### Stated goal
Select every line of the material below that contains the string "plate", and copy each one out.

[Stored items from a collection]

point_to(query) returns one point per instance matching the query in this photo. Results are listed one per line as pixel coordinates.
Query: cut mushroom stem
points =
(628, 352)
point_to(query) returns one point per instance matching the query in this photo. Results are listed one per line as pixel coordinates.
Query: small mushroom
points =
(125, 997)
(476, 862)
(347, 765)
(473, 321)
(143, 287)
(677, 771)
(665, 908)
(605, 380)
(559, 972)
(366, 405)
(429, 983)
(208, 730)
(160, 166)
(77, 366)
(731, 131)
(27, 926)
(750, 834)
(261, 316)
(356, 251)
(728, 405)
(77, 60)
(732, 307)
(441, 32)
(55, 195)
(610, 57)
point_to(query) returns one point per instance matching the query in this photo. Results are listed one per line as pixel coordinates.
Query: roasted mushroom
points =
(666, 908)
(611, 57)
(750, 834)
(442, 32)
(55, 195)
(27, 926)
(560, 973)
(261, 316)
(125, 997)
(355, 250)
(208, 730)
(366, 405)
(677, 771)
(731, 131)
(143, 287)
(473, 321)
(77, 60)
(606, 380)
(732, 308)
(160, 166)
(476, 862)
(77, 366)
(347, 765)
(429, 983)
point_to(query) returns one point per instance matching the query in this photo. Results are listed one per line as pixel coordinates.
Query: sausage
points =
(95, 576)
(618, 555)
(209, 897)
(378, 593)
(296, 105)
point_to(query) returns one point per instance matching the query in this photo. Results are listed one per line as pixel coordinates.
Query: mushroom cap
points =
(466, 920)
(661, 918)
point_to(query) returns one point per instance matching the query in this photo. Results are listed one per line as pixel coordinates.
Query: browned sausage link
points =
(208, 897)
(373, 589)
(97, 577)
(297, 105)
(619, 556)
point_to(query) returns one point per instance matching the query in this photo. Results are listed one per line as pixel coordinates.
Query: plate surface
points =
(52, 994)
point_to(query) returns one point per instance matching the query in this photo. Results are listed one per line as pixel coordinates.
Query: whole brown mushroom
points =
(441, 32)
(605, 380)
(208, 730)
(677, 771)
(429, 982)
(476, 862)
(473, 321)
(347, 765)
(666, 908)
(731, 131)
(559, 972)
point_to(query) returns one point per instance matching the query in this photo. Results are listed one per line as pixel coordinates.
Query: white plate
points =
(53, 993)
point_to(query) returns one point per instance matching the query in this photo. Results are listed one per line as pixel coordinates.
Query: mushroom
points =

### Written reply
Query: plate surface
Query: white plate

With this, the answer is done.